Rousseau était vraiment un homme de foi ; à elle seule, la très curieuse variante relevée par nous dans sa célèbre lettre au marquis de Mirabeau suffirait à le prouver[1] ; républicain, il l’est, il l’a toujours été, et malgré les déboires d’une vie agitée, il le sera jusqu’à son dernier souffle. Il ne veut pas seulement maintenir la république dans sa patrie. Il veut l’établir en France, et partout ; oui, l’établir par la force, car c’est le seul moyen de triompher de la coalition éternelle des intérêts et des préjugés.

■ Consignes
1. Traduisez en anglais cette phrase du texte sur Rousseau : « Il ne veut pas seulement maintenir la république dans sa patrie. »
2. Résumez sous forme de liste le paragraphe du texte sur Rousseau qui commence par « Rousseau était vraiment un homme de foi », en conservant ses faits essentiels.
3. Poursuivez le texte sur Rousseau à partir de sa dernière phrase.
La liste qui suit n'a aucun lien avec le texte sur Rousseau.

■ Jeu de données

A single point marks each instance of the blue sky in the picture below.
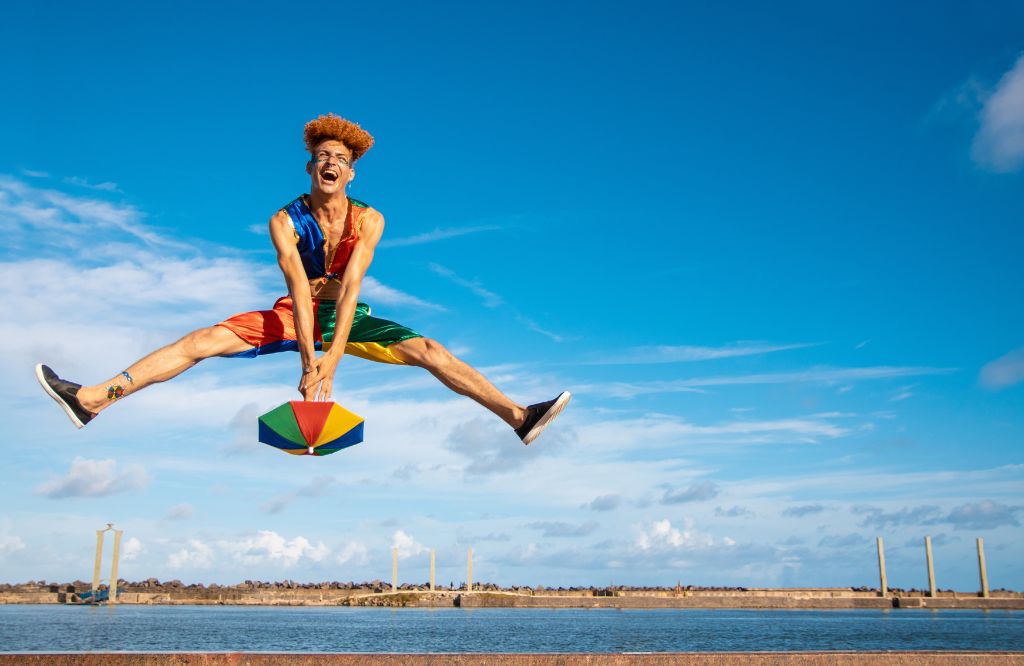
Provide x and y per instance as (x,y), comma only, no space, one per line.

■ Corrigés
1. He does not merely want to maintain the republic in his homeland.

2.
- Rousseau était un homme de foi, ce que prouverait à elle seule une variante relevée dans sa lettre au marquis de Mirabeau.
- Il a toujours été républicain et le restera jusqu'à sa mort, malgré les déboires d'une vie agitée.
- Il veut non seulement maintenir la république dans sa patrie, mais aussi l'établir en France et partout.
- Il veut l'établir par la force, seul moyen de triompher de la coalition éternelle des intérêts et des préjugés.

3.
Le raisonnement est un outil flexible qui se prête à tous les usages qu’en fait un dialecticien habile. Rousseau s’en est aperçu en lisant Hobbes, en s’indignant contre lui avec délices, en s’efforçant, dans une escrime de plume acharnée dont ses manuscrits portent la trace, de jouter contre ce rude adversaire. Pourtant, Hobbes avait de bonnes intentions, lui aussi ; il voulait établir la paix religieuse, ce qui, pour son temps surtout, déchiré par les guerres civiles, était un grand bienfait ; dans ce but, il fait appel au souverain, à cette puissance absolue d’un homme ou d’une assemblée, à ce Léviathan, à ce Dieu mortel, pour museler l’intolérance des sectes et la fureur des factieux. Mais cette au-

  1. Lettre du 26 juillet 1767… « Votre système économique est admirable… mais j’ai peur qu’il n’aboutisse à des pays bien différents de ceux où vous prétendez aller, aussi suis-je fâché de vous dire que tant que la monarchie subsistera en France, il n’y sera jamais adopté. » Les mots en italiques d’abord écrits par Rousseau dans le brouillon de la lettre qui se trouve à la Bibliothèque de Neuchâtel (n° 7901 du catalogue) n’ont pas été reproduits dans le texte imprimé de la correspondance.